◆ **Задание 1**:
Выведите все записи, идущие после текста, в виде CSV из двух столбцов «вход» и «выход»: по одной строке на каждую запись, с её текстом в первом поле и её ответом во втором. Каждое поле заключите в кавычки, а переносы строк замените пробелами.

◆ **Исходный текст**:
.....
3. Кордоны на дорогах (1955-1958 гг.)
3. Кордоны на дорогах (1955-1958 гг.)
В течение 1954, 1955 и первой половины 1956 гг. были сняты с учета по спецпоселению, но без права возвращения к прежним местам жительства, все немцы, крымские татары, калмыки и балкарцы. Под подозрением у власти дольше других находились карачаевцы, чеченцы и ингуши. Правда, «поблажки», как мы помним, были сделаны и им 9 мая 1955 г. Постановлением Президиума ЦК КПСС были ликвидированы ограничения для членов КПСС1. Все эти принципиальные и в меру осторожные политические действия совпали по времени с массовым приливом нового населения в районы освоения целинных и залежных земель. В бурлящем котле социальных страстей и групповых конфликтов возникли новые потенциально конфликтные группы освобожденные от полицейского контроля, но лишенные (до 1957 г.) права вернуться на родину репрессированные народы. Сегодня можно только предполагать, в каком направлении развивалась бы конфликтная ситуация на целине, если бы за снятием ограничений по спецпоселению довольно быстро не последовало другое решение о восстановлении автономий большинства депортированных народов (кроме немцев Поволжья и крымских татар), что несколько разрядило ситуацию.
Судьба чечено-ингушской автономии на Северном Кавказе какое-то время висела на волоске. Во всяком случае, «главный полицейский» страны, новый министр внутренних дел Дудоров, позволил себе весьма скептически отозваться о перспективах чечено-ингушской автономии на Северном Кавказе. Будучи «варягом», человеком, пришедшим в «органы» извне, но зато близким к новому руководству страны, Дудоров, очевидно, почувствовал колебания в ЦК КПСС. Может быть, поэтому он и стал доказывать нецелесообразность восстановления чечено-ингушской автономии на Северном Кавказе. «Учитывая, что территория, где проживали до выселения чеченцы и ингуши, - писал Дудоров в июне 1956 г., в настоящее время в основном заселена, возможность восстановления автономии для чеченцев и ингушей в пределах прежней территории является делом трудным и вряд ли осуществимым, так как возвращение чеченцев и ингушей в прежние места жительства неизбежно вызовет целый ряд нежелательных последствий». Взамен предлагалось чисто бюрократическое решение создать автономную область (даже не республику) для чеченцев и ингушей на территории Казахстана или Киргизии243.
.....
◆ **Входные данные**:
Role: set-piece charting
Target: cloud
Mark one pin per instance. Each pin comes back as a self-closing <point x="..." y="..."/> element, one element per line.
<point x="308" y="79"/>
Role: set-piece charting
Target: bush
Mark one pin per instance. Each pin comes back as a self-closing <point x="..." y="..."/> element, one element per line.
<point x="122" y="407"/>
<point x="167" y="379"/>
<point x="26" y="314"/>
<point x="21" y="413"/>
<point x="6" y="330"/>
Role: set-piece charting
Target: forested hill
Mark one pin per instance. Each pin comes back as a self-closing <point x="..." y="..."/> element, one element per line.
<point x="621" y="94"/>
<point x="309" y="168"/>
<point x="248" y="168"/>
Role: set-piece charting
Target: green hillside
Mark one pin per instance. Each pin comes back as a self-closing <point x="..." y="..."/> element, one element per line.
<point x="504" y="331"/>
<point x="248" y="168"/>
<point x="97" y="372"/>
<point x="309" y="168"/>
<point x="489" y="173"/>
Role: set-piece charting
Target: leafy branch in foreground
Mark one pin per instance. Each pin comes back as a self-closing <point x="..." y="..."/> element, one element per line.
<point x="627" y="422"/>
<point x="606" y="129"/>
.....
◆ **Задание 2**:
Как перевести на английский язык это предложение из текста о восстановлении автономий депортированных народов: «Судьба чечено-ингушской автономии на Северном Кавказе какое-то время висела на волоске.»?

◆ **Верный результат 1**:
вход,выход
"Role: set-piece charting Target: cloud Mark one pin per instance. Each pin comes back as a self-closing <point x=""..."" y=""...""/> element, one element per line.","<point x=""308"" y=""79""/>"
"Role: set-piece charting Target: bush Mark one pin per instance. Each pin comes back as a self-closing <point x=""..."" y=""...""/> element, one element per line.","<point x=""122"" y=""407""/> <point x=""167"" y=""379""/> <point x=""26"" y=""314""/> <point x=""21"" y=""413""/> <point x=""6"" y=""330""/>"
"Role: set-piece charting Target: forested hill Mark one pin per instance. Each pin comes back as a self-closing <point x=""..."" y=""...""/> element, one element per line.","<point x=""621"" y=""94""/> <point x=""309"" y=""168""/> <point x=""248"" y=""168""/>"
"Role: set-piece charting Target: green hillside Mark one pin per instance. Each pin comes back as a self-closing <point x=""..."" y=""...""/> element, one element per line.","<point x=""504"" y=""331""/> <point x=""248"" y=""168""/> <point x=""97"" y=""372""/> <point x=""309"" y=""168""/> <point x=""489"" y=""173""/>"
"Role: set-piece charting Target: leafy branch in foreground Mark one pin per instance. Each pin comes back as a self-closing <point x=""..."" y=""...""/> element, one element per line.","<point x=""627"" y=""422""/> <point x=""606"" y=""129""/>"

◆ **Верный результат 2**:
The fate of the Chechen-Ingush autonomy in the North Caucasus hung by a thread for some time.